JOB A
Write out the passage on legal personhood for whales word for word.

SUPPLIED PASSAGE
^^^^^^^^

Second, since there are severe differences in the way whales are perceived, it is unlikely that states would in any way be able to agree to grant legal personhood to whales under any global framework. What is more realistic is that, such as in the case of Southern Resident orcas, uni- or bilateral agreements are concluded that grant legal personality to extant whale species. This would mean that these species reside within the Exclusive Economic Zone of one or more states exclusively, do not migrate into the high seas and thus are not part of the global commons. The vaquita (Phocoena sinus), which occurs only within Mexican waters in Baja California, and which is one, if not the, most endangered cetacean species on Earth, might in fact benefit from the granting of legal personhood by the Mexican government.


A legal personality for all cetacean species is difficult to envision on a global scale since different countries have different views on whether or not whales can be used and to what degree they are to be protected. Yet, the very idea of legal personhood for whales cannot be dismissed as unrealistic, provided it refers to specific species or subpopulations that occur within one or several states’ waters. These states, taking into account all active stakeholders, can agree to provide a whale species with specific rights that the species itself – via its legal representation – is able to invoke before a court of law.

^^^^^^^^

[Stored records]
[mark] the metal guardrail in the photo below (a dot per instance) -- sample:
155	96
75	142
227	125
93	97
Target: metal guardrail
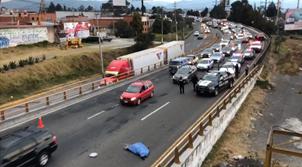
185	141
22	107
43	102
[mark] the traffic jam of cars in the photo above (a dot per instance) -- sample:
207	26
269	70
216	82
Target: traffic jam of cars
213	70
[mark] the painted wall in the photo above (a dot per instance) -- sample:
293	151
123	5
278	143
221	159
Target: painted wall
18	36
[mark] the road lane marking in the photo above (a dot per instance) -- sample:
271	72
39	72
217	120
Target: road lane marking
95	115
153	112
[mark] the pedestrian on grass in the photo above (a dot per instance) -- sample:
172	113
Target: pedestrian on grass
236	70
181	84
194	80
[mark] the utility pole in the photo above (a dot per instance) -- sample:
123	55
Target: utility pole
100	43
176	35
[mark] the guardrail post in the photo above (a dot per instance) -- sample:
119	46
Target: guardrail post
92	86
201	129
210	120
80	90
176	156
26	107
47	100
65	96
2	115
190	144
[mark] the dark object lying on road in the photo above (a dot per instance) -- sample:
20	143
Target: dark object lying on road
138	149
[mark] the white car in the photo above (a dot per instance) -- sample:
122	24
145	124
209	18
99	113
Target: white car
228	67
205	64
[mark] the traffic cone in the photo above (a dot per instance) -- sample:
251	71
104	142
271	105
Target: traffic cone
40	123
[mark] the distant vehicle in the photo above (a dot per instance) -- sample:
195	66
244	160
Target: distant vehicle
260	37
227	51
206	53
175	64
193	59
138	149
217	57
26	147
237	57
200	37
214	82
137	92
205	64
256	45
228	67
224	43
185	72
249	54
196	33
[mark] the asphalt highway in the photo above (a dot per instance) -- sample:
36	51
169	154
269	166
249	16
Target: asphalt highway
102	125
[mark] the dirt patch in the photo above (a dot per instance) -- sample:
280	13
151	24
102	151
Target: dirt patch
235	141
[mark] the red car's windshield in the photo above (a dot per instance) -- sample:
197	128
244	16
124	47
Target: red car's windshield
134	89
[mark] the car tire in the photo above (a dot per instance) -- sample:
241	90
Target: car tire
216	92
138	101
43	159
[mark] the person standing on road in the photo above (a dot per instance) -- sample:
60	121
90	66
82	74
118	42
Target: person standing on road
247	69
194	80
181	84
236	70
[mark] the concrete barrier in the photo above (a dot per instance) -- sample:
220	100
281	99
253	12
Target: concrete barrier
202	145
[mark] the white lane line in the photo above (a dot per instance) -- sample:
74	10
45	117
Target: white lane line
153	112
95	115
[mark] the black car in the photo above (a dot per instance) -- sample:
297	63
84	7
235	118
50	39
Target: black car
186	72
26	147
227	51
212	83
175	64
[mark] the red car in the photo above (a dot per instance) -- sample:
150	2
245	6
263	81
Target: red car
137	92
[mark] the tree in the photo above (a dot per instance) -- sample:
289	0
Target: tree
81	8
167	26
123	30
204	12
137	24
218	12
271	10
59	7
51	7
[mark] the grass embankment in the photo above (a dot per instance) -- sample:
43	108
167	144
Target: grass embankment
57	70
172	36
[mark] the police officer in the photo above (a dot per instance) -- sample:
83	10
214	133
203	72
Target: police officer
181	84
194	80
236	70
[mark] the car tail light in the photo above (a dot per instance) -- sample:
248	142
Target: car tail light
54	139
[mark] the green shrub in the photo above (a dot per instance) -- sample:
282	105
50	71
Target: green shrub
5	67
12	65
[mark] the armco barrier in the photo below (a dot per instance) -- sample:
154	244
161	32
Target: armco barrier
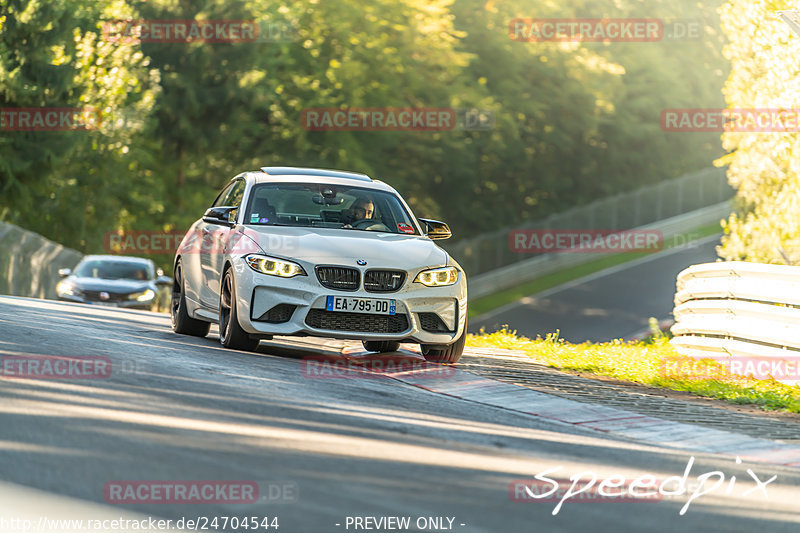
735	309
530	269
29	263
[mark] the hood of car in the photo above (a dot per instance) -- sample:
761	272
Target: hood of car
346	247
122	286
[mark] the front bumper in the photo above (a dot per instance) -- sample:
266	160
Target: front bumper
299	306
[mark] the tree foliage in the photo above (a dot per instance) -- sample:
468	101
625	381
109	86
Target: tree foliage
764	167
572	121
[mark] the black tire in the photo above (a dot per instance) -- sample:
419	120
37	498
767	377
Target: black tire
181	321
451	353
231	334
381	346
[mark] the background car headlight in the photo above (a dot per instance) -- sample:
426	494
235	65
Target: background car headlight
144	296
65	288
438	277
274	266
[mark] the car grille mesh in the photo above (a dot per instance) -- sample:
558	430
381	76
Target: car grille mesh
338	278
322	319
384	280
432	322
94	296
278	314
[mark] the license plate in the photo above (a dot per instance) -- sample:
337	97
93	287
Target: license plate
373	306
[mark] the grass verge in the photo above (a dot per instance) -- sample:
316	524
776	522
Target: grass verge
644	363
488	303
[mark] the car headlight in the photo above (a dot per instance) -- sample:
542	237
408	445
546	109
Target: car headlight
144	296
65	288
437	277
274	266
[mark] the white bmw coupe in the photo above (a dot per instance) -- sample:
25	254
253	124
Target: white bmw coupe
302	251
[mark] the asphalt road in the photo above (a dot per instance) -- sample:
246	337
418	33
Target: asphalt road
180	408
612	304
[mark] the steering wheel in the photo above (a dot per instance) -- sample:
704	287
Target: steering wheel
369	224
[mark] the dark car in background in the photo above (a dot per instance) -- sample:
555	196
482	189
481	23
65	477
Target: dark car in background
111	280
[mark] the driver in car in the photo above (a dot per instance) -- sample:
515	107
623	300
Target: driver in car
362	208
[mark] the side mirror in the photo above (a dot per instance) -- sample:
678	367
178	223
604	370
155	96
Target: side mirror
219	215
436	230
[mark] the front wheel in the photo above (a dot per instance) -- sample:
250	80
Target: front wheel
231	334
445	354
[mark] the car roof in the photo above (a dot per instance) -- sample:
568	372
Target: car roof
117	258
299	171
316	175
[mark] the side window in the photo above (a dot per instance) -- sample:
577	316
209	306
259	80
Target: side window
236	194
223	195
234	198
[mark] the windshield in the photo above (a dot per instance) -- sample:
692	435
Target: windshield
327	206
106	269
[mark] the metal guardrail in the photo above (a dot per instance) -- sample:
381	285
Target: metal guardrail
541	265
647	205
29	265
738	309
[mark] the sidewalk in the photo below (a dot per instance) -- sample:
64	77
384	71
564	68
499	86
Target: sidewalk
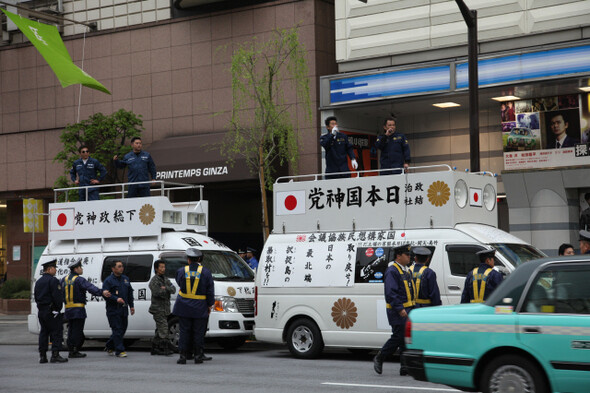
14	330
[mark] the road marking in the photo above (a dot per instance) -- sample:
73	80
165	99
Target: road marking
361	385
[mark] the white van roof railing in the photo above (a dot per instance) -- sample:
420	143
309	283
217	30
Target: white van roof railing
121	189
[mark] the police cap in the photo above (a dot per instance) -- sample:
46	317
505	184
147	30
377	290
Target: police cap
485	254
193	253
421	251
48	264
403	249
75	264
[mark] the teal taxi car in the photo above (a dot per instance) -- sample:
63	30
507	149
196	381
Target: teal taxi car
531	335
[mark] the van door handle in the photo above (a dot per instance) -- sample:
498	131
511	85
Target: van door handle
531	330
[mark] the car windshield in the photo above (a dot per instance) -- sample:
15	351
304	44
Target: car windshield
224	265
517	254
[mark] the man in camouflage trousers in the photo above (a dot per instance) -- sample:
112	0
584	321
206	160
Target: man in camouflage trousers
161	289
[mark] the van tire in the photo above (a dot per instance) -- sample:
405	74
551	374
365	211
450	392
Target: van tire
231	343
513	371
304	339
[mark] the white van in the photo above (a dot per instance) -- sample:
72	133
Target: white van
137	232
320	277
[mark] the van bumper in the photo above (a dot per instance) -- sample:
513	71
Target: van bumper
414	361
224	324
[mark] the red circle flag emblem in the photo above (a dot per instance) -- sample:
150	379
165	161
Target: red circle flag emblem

^^^^^^^^

JOB B
From the stored listing, extract every line from the one containing "[mark] the car windshield" through the last line of the listing, and copy them unchanged.

WRITTEN ANSWER A
Second, since there are severe differences in the way whales are perceived, it is unlikely that states would in any way be able to agree to grant legal personhood to whales under any global framework. What is more realistic is that, such as in the case of Southern Resident orcas, uni- or bilateral agreements are concluded that grant legal personality to extant whale species. This would mean that these species reside within the Exclusive Economic Zone of one or more states exclusively, do not migrate into the high seas and thus are not part of the global commons. The vaquita (Phocoena sinus), which occurs only within Mexican waters in Baja California, and which is one, if not the, most endangered cetacean species on Earth, might in fact benefit from the granting of legal personhood by the Mexican government.


A legal personality for all cetacean species is difficult to envision on a global scale since different countries have different views on whether or not whales can be used and to what degree they are to be protected. Yet, the very idea of legal personhood for whales cannot be dismissed as unrealistic, provided it refers to specific species or subpopulations that occur within one or several states’ waters. These states, taking into account all active stakeholders, can agree to provide a whale species with specific rights that the species itself – via its legal representation – is able to invoke before a court of law.

WRITTEN ANSWER B
[mark] the car windshield in the photo above (a dot per instance) -- sample:
15	351
304	44
Target: car windshield
224	265
517	254
[mark] the man in camouflage trousers in the photo above (a dot per instance) -- sample:
112	0
584	321
206	160
Target: man in camouflage trousers
161	289
[mark] the van tire in the photo above (a dot per instance) -- sample:
405	74
551	374
365	211
450	392
Target: van tire
231	343
513	371
304	339
[mark] the white van in the photo above (a dot per instance) -- sample:
72	133
Target: white van
137	232
320	277
[mark] the van bumper in the photo above (a dot per instance) -- sample:
513	71
Target: van bumper
414	361
224	324
[mark] the red circle flag emblem in the photo above (a dot per instance) -- sample:
150	379
165	161
Target: red circle flag emblem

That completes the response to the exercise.